Point localization data
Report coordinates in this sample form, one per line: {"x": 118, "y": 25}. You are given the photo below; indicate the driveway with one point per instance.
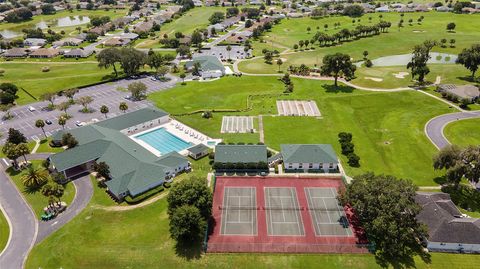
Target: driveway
{"x": 83, "y": 194}
{"x": 103, "y": 94}
{"x": 434, "y": 128}
{"x": 22, "y": 221}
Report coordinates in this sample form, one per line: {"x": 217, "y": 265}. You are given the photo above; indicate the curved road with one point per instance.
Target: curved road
{"x": 434, "y": 128}
{"x": 25, "y": 230}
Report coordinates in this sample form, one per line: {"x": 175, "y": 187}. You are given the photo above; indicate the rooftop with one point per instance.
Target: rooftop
{"x": 308, "y": 153}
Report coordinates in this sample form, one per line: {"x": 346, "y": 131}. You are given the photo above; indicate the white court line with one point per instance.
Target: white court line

## What is required:
Out of the records above, pull each line containing the word "with".

## Written solution:
Report coordinates in this sample form, one per line: {"x": 118, "y": 25}. You are given the photo below; indicate the driveway with one point per instance.
Report coordinates in this sample form, one per line: {"x": 217, "y": 265}. You are given the photo above; indicate the curved road with one point per instance.
Report coordinates in this sample form, one per line: {"x": 175, "y": 187}. You are given the photo above; indicate the rooftop with one point per instance.
Report coordinates in this sample form, one per line: {"x": 346, "y": 131}. You are given the photo above; indicate the white court line with one point per instance.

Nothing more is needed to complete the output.